+++ Text excerpt

The issue of waste plastic is of huge concern globally and in the UK alone, approximately 4.5 million tonnes of plastic enters the waste stream every year. As a keen reader of Green Blog I thought that it might be interesting to summarise the latest developments in the field of recycled packaging, here in the UK and Europe.
Approximately half of the EU's waste plastic currently ends up being sent to landfill, as highlighted by a Green Paper released by the European Commission in early March. This is obviously a huge waste of energy - in fact, disposing of waste plastic in landfill has been estimated as the equivalent of burying 12 million tonnes of crude oil annually.
In a world of finite energy resources this is clearly unsustainable and unacceptable.
The Green Paper also highlighted the problem of single use plastic bags. It is estimated that 200 plastic bags are used per person each year in the UK, a statistic that has led some to call for non-biodegradable carrier bags to be banned.
In fact, non-biodegradable bags were banned in Italy over two years ago - with other European countries taking steps to discourage their use.
Ireland, Bulgaria and Denmark have introduced a plastic bag tax which has hugely reduced the number of bags used.In Ireland there was a 90% fall in their use following introduction of the tax, figures mirrored in the UK when leading retailer Marks & Spencer started to charge for bags and saw a drop in their use of 80%.
Northern Ireland is the latest country to implement a carrier bag tax, when in April retailers began charging at least five pence (eight US cents) a bag, with the proceeds being forwarded to the British government's Department of the Environment.
Urgent action is required because, as many of us realise, our environment is being massively contaminated by plastic - a fact starkly portrayed recently in the documentary Trashed. The documentary highlights various landscapes that have been polluted by waste, including the "˜Great Pacific Garbage Patch', a massive concentration of marine debris in the Pacific Ocean.
Seaborne waste is not merely visually unpleasant - it is a real danger to animal and human health. Plastic particles in the sea attract chlorinated dioxins, which are then eaten by marine creatures. Humans ingest the harmful chemicals when they eat fish and other sea life.
As well as wasting energy resources, the disposal of plastic through burial and incineration is hugely damaging to the environment. Greenhouse gases such as methane and carbon dioxide are emitted when waste breaks down or is burnt, and these gases contribute to global warming. Raised global temperatures cause ice caps to melt, releasing into the oceans even more toxins that had previously been stored in the ice.
Recycling waste plastic is a good way of cutting down on the amount sent to landfill or incinerated.
Here in the UK 92% of local authorities collect plastic bottles for recycling; bottles are typically made from two of the most easily recyclable plastics, PET and HDPE. Some plastics are unfortunately harder to recycle - the type used to make yoghurt pots and margarine tubs, for example - but large investments are currently being made in the UK into new plastics recycling technology, so hopefully it will not be too long until we significantly reduce the amount of waste being sent to landfill or incinerated.
Whilst we still have a long way to go, the signs are very positive that here in the EU we are starting to take the problem of waste plastic seriously.

++++++

_Task item A_.
Answer from the waste plastic article:
(i) About how much plastic enters the UK waste stream each year?
(ii) In which country were non-biodegradable bags banned over two years ago?
(iii) What percentage of UK local authorities collect plastic bottles for recycling?
_Task item B_. Reproduce the waste plastic article between "Northern Ireland is" and "the Pacific Ocean.", inclusive.
Rely only on the waste plastic article.

+++ Recorded information

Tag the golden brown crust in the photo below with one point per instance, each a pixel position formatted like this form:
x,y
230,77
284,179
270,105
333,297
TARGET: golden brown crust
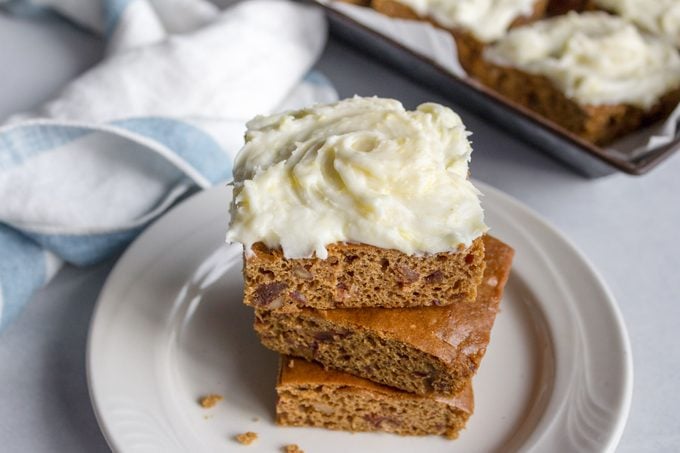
x,y
246,438
210,401
300,372
359,276
469,47
308,395
557,7
424,350
598,124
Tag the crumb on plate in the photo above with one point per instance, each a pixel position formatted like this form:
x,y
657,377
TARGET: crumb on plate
x,y
246,438
209,401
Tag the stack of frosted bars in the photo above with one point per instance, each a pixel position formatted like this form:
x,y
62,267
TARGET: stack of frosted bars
x,y
377,340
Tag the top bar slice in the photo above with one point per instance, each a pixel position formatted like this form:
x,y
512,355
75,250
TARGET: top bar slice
x,y
423,350
360,276
357,204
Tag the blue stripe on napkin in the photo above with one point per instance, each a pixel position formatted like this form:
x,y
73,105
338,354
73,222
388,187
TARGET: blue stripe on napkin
x,y
22,271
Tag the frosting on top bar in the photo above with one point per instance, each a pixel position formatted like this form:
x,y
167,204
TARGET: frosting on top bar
x,y
487,20
594,58
661,17
361,170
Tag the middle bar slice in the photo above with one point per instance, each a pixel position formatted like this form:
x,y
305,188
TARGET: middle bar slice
x,y
422,350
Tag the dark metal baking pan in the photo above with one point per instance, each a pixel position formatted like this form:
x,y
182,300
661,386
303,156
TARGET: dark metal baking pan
x,y
586,158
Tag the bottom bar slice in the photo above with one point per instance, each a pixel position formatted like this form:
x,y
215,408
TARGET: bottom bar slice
x,y
308,395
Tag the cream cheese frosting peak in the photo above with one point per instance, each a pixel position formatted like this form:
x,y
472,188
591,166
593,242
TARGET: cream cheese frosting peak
x,y
487,20
594,58
661,17
362,170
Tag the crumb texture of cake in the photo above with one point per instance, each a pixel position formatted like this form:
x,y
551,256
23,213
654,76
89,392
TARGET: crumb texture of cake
x,y
246,438
424,350
591,73
358,275
660,17
486,20
360,171
308,395
468,22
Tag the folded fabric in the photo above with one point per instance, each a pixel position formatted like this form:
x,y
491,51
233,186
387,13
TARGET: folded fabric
x,y
159,117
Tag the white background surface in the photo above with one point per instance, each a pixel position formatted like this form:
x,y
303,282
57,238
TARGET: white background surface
x,y
626,226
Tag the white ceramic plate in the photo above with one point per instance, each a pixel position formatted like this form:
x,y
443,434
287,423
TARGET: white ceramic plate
x,y
170,327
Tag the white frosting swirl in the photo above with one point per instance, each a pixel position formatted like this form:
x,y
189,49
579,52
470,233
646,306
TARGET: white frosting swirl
x,y
487,20
661,17
362,170
594,58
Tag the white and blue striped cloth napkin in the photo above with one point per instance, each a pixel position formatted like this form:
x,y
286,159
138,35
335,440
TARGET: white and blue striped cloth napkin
x,y
161,115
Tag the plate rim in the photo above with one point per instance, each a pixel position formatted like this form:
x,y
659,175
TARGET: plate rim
x,y
627,379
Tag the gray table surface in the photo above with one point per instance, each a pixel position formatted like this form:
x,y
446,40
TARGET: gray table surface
x,y
626,226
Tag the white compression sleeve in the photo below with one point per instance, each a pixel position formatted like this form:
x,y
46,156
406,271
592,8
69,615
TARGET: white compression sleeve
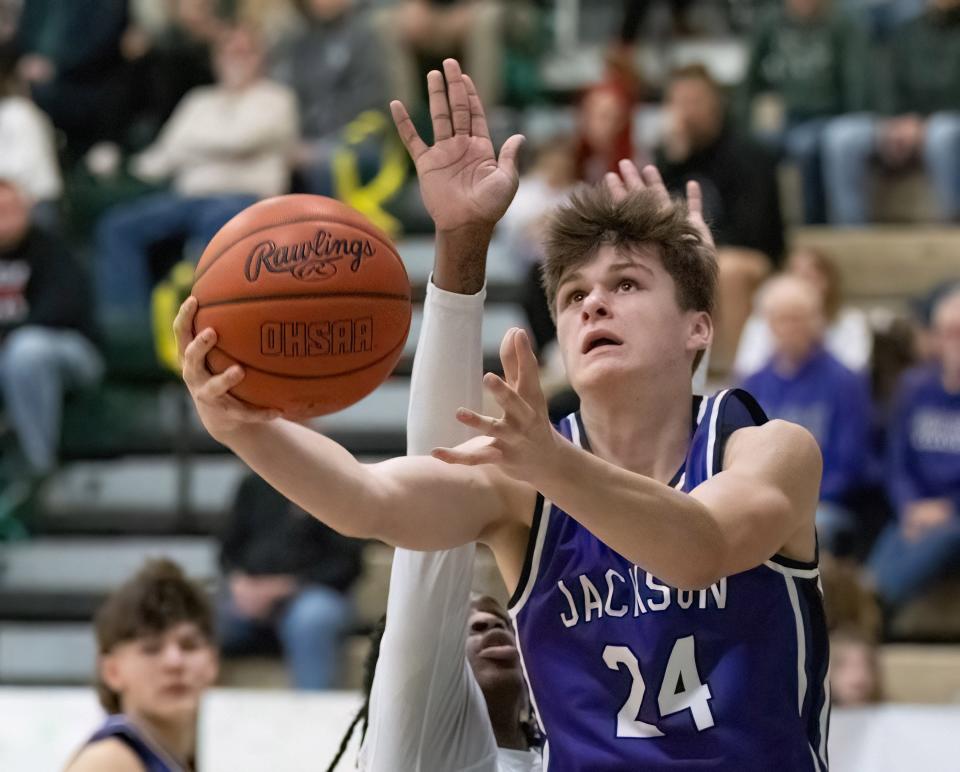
x,y
427,712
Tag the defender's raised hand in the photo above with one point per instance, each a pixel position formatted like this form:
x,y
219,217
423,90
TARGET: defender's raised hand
x,y
632,179
462,182
521,441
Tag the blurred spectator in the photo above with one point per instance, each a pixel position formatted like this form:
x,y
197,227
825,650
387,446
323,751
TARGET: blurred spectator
x,y
168,44
847,335
605,131
854,669
71,60
805,384
923,122
46,329
740,195
924,471
420,33
812,59
547,183
287,580
29,157
335,65
225,146
156,658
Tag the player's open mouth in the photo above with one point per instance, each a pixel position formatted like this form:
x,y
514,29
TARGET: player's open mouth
x,y
599,339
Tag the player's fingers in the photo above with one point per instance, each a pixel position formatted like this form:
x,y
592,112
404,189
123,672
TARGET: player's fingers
x,y
487,454
407,131
195,372
478,118
630,174
653,181
457,96
615,185
508,356
508,155
217,386
183,325
513,405
439,107
528,379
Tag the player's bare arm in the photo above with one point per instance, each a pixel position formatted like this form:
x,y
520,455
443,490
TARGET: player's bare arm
x,y
418,503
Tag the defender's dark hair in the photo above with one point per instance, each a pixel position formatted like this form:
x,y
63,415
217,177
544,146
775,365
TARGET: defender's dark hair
x,y
157,598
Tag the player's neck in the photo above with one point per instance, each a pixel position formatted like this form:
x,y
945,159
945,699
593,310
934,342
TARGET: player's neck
x,y
646,431
175,738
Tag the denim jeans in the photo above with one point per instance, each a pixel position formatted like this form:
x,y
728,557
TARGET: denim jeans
x,y
849,143
902,569
38,365
308,628
126,233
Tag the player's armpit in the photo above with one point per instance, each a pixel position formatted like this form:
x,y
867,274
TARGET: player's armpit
x,y
764,501
110,755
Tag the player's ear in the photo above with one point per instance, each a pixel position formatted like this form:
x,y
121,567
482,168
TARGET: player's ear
x,y
700,331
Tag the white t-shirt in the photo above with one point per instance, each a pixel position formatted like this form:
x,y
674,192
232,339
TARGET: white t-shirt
x,y
427,713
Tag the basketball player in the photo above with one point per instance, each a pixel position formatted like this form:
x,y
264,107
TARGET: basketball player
x,y
156,658
662,548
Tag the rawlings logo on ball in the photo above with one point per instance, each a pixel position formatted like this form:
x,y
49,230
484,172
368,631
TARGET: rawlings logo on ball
x,y
308,260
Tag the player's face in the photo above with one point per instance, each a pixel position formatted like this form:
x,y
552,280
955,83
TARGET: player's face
x,y
492,648
617,316
162,675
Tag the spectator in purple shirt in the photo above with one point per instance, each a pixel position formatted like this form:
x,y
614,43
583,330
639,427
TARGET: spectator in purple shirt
x,y
924,470
802,382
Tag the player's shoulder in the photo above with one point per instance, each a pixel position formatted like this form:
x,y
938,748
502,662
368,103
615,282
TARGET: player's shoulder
x,y
108,755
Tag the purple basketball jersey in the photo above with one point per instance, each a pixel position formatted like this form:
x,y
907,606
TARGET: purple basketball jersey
x,y
627,673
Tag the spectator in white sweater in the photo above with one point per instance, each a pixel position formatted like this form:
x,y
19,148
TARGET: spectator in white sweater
x,y
225,146
847,336
28,157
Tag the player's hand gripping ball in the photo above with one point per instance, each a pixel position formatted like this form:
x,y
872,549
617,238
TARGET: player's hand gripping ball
x,y
310,298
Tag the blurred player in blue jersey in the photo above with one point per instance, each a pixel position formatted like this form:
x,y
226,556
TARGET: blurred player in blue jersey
x,y
662,547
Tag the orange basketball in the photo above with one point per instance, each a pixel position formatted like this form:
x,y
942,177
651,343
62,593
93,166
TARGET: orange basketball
x,y
309,297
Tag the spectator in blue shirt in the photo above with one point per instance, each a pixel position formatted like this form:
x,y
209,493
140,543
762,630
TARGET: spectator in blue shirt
x,y
802,382
924,470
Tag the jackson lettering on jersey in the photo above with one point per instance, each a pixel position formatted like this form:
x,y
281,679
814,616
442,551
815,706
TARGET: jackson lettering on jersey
x,y
628,673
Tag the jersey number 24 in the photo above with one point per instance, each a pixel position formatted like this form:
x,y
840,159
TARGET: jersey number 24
x,y
681,689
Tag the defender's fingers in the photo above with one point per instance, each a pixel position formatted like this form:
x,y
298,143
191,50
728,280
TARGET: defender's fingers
x,y
473,457
195,372
632,179
528,380
183,326
508,357
457,96
511,402
508,155
407,131
478,118
615,185
439,107
653,180
218,385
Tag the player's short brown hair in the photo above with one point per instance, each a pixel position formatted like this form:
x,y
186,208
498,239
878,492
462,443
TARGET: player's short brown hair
x,y
158,597
593,218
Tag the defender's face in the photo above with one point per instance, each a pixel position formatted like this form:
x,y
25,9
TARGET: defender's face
x,y
162,675
617,316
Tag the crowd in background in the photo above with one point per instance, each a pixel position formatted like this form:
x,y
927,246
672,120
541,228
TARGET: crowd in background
x,y
132,130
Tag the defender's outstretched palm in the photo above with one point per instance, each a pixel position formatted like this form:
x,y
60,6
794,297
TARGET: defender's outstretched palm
x,y
461,181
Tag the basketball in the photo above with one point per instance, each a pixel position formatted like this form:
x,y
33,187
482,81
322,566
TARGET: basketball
x,y
309,297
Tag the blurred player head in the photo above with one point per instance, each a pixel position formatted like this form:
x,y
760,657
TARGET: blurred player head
x,y
14,215
238,58
946,335
854,670
155,644
631,286
794,311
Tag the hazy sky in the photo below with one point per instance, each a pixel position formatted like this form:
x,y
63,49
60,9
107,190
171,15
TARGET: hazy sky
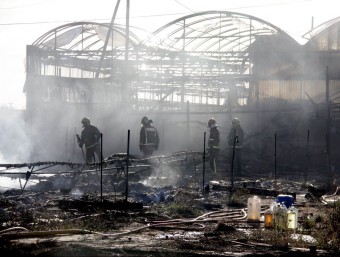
x,y
23,21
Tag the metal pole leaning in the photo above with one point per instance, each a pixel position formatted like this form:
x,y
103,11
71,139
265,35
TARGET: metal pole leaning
x,y
101,166
232,163
205,134
127,167
307,158
275,159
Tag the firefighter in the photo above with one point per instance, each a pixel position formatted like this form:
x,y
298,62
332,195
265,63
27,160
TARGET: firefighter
x,y
235,141
213,144
148,137
90,137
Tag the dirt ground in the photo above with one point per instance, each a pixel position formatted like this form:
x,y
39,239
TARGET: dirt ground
x,y
166,221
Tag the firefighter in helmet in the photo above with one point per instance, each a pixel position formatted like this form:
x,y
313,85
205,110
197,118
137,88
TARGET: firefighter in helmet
x,y
235,141
148,137
90,137
213,144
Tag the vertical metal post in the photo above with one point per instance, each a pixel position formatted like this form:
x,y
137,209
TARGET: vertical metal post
x,y
232,163
127,43
328,125
127,167
101,166
188,127
275,158
307,159
66,139
205,134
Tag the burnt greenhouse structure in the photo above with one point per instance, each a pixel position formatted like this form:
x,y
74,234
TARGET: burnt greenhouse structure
x,y
210,64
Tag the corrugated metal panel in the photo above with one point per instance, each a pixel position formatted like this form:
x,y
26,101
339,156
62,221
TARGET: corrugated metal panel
x,y
296,90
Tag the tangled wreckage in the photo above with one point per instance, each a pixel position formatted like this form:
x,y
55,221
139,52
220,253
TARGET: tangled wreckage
x,y
203,65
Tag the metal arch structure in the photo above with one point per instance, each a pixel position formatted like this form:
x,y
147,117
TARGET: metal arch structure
x,y
71,44
203,58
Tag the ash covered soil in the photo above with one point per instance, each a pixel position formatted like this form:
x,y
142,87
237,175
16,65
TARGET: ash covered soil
x,y
166,221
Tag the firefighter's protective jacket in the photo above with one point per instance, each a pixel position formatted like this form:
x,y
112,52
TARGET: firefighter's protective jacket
x,y
149,137
214,138
90,136
236,131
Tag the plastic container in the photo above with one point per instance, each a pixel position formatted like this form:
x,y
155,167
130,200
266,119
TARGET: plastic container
x,y
288,200
254,209
292,218
280,217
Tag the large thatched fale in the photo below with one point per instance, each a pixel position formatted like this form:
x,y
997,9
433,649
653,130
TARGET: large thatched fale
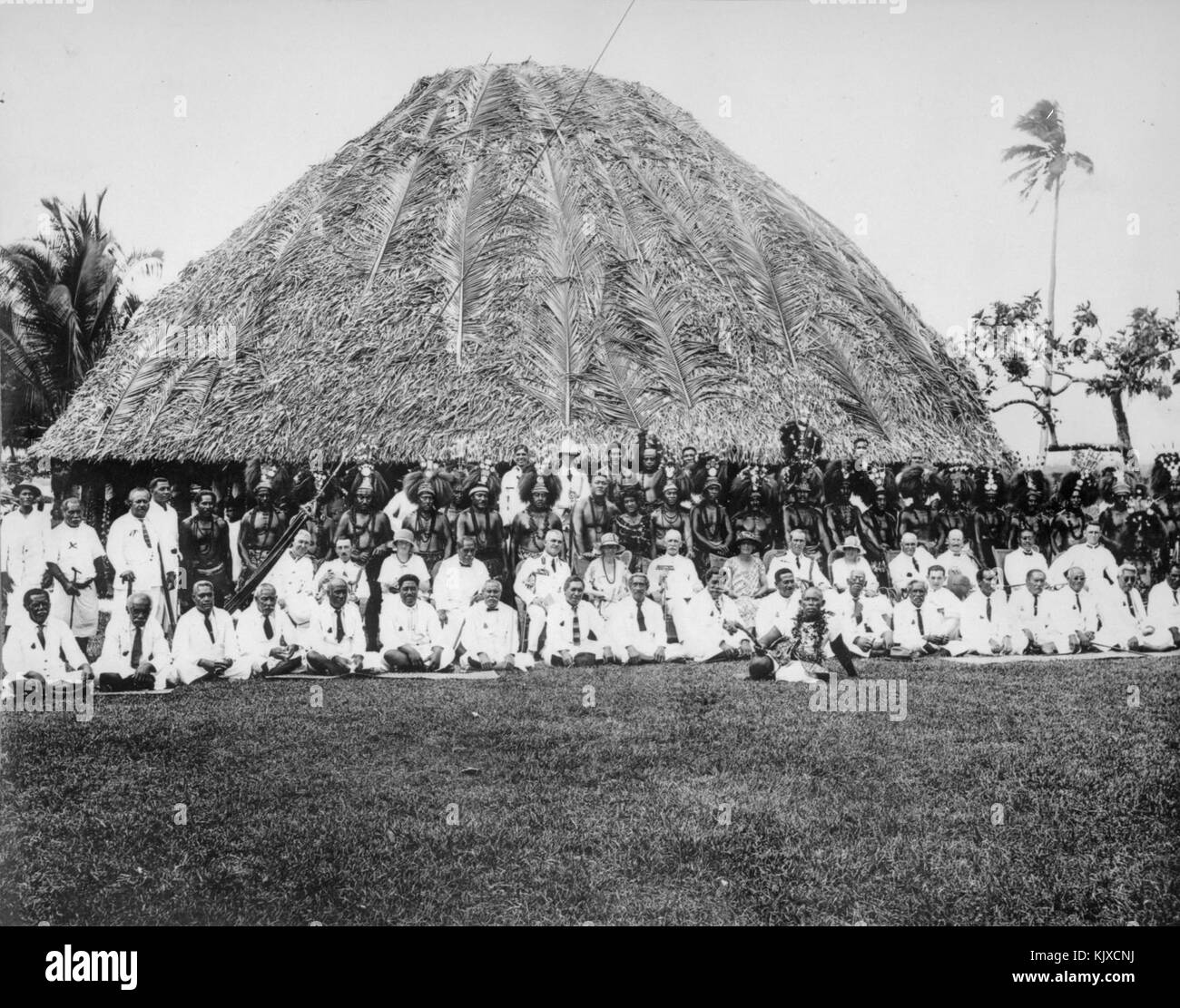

++++++

_Written response A_.
(i) Approximately 4.5 million tonnes
(ii) Italy
(iii) 92%

_Written response B_.
Northern Ireland is the latest country to implement a carrier bag tax, when in April retailers began charging at least five pence (eight US cents) a bag, with the proceeds being forwarded to the British government's Department of the Environment.
Urgent action is required because, as many of us realise, our environment is being massively contaminated by plastic - a fact starkly portrayed recently in the documentary Trashed. The documentary highlights various landscapes that have been polluted by waste, including the "˜Great Pacific Garbage Patch', a massive concentration of marine debris in the Pacific Ocean.